Connecting waterways and roads

erstellt am: 22.11.2020 | von: Axel | Kategorie(n): Uncategorized @en

Trucks can’t swim and barges don’t roll. But a new cooperation between Bargelink and TIMCOM opens new opportunities in cargo transport.

The future of logistics is clear: it is digital, interdisciplinary and agile. IT service providers connect their technologies, allowing their customers to streamline processes and improve flexibility. In turn, promised delivery dates are easier to adhere to and the flow of goods can be directed across a variety of means of transport, such as road and inland shipping. The logistics IT service providers Bargelink and TIMOCOM are teaming up to work together, an excellent example of what the future holds. TIMOCOM’s Smart Logistics System digitalises and automates road transport processes, and Bargelink’s online marketplace does the same for inland shipping within Europe.

By working together, they can provide:

  1. Process optimisation: Parallel access makes it easier to use IT services to dispatch goods using two different modes of transport.
  2. Cost optimisation: The dispatcher can select the right mode of transport and combine transports to reduce costs.
  3. Capacity optimisation: Road transport capacities are at a premium. This cooperation highlights cargo space available on barges.
  4. Network expansion: Customers working in road transport can now network with those working in inland shipping, and vice versa.
  5. Flexibility: Large networks increase flexibility when it comes to dealing with everyday requests, meeting short-term needs and dealing with bottlenecks.

Roads at capacity

One such bottleneck occurred on the roads during the very early stages of the coronavirus pandemic. In the first week of March 2020, the German motoring association ADAC recorded over 4,000 traffic jams in the state of North Rhine-Westphalia, with over 6,000 kilometres of road blocked by traffic jams. Soon afterwards, the number of traffic jams in the area dropped to only 654, with 580 kilometres of blocked roads, as mobility restrictions imposed during the coronavirus lockdown came into effect. But this sharp drop did not last long. By the middle of September, North Rhine-Westphalia once again had 4,741 traffic jams blocking 6,571 kilometres of road – about the same as before the pandemic. Not only that, people are scared of catching the virus and are thus spending more time in private vehicles and avoiding public transportation if possible, meaning there are more vehicles on the road at any given time.

_EXTRACTED DATA_
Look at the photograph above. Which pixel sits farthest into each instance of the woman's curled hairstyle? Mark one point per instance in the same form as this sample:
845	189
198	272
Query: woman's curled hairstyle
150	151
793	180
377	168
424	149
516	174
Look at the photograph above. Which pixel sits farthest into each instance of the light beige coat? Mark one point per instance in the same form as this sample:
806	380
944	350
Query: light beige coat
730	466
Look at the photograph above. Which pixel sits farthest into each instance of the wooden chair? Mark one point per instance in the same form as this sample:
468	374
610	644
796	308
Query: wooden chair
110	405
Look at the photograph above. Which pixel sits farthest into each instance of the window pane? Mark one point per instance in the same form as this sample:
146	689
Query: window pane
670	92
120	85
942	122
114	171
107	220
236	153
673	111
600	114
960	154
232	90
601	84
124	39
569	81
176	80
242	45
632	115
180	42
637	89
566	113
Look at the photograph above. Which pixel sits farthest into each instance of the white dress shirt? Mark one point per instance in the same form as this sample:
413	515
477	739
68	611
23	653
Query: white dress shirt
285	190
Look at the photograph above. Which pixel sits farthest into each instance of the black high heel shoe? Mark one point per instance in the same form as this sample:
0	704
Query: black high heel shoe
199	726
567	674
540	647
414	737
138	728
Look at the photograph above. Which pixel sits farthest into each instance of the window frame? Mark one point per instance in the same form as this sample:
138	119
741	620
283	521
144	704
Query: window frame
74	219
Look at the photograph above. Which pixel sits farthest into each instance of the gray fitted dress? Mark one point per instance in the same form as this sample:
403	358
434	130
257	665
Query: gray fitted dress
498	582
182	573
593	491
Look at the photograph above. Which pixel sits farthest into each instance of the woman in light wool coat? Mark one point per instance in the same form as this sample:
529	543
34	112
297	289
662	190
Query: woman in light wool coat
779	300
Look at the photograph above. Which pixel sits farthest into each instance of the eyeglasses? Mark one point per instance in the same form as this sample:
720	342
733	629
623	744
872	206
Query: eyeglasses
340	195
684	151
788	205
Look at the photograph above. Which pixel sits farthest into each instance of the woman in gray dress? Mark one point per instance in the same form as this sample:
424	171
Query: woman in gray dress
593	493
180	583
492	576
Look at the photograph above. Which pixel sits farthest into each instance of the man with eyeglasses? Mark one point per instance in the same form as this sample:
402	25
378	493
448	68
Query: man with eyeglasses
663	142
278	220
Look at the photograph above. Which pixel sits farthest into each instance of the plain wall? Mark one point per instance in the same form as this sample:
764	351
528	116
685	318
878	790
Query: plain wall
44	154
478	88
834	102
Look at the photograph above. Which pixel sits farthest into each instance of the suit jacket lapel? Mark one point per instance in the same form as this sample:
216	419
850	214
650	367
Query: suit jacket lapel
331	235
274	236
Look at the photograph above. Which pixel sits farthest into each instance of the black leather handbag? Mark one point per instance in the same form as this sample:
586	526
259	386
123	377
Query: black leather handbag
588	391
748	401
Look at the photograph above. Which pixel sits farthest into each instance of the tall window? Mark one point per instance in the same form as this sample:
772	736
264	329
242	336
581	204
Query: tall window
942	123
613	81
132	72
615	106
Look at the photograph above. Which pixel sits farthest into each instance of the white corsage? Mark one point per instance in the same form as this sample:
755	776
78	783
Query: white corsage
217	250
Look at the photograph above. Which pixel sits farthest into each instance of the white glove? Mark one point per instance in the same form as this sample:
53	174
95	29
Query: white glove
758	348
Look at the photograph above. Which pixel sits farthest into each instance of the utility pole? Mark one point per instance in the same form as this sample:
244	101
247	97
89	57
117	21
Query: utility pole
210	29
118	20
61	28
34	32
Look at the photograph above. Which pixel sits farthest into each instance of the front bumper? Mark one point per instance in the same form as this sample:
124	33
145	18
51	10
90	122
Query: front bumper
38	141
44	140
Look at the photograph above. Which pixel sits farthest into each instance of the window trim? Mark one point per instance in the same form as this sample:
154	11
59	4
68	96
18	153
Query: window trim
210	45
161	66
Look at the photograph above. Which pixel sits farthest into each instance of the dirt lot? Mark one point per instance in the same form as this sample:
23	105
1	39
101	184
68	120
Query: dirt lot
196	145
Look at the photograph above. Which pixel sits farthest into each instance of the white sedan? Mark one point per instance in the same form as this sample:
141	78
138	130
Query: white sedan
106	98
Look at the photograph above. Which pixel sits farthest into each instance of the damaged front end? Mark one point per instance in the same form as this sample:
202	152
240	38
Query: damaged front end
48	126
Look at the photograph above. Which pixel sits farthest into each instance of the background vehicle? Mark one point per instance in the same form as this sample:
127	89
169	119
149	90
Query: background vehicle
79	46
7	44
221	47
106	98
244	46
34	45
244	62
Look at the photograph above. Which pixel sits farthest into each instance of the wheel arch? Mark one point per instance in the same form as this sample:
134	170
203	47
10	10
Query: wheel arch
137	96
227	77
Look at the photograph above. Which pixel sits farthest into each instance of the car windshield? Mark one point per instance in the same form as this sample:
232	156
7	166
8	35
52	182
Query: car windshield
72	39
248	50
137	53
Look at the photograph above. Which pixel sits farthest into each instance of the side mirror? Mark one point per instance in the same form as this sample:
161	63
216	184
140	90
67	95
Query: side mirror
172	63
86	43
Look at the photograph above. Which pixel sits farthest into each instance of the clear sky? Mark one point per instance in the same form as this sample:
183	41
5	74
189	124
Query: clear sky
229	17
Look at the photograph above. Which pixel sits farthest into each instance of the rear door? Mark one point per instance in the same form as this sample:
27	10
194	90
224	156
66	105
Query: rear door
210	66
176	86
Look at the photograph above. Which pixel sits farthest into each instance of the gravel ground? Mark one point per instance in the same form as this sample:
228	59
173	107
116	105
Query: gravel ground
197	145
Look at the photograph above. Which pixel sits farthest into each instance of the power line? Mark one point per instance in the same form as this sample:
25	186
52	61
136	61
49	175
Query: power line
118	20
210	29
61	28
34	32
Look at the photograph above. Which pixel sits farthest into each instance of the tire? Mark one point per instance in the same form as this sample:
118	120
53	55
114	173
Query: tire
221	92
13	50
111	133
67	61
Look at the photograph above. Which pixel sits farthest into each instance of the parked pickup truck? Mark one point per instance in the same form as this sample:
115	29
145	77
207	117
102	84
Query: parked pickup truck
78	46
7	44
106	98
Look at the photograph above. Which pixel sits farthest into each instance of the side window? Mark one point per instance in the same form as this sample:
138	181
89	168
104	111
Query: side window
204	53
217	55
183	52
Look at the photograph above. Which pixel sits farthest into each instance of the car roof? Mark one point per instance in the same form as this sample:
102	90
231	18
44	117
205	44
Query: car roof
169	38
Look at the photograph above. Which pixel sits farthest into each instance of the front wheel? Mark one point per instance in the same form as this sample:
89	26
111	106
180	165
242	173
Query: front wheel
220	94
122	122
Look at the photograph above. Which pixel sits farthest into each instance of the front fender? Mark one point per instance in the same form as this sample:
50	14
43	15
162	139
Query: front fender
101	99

_YOUR TASK_
Return the article above on connecting waterways and roads, copied exactly, everything from "erstellt am: 22.11.2020" down to "in cargo transport.".

_ANSWER SPACE_
erstellt am: 22.11.2020 | von: Axel | Kategorie(n): Uncategorized @en

Trucks can’t swim and barges don’t roll. But a new cooperation between Bargelink and TIMCOM opens new opportunities in cargo transport.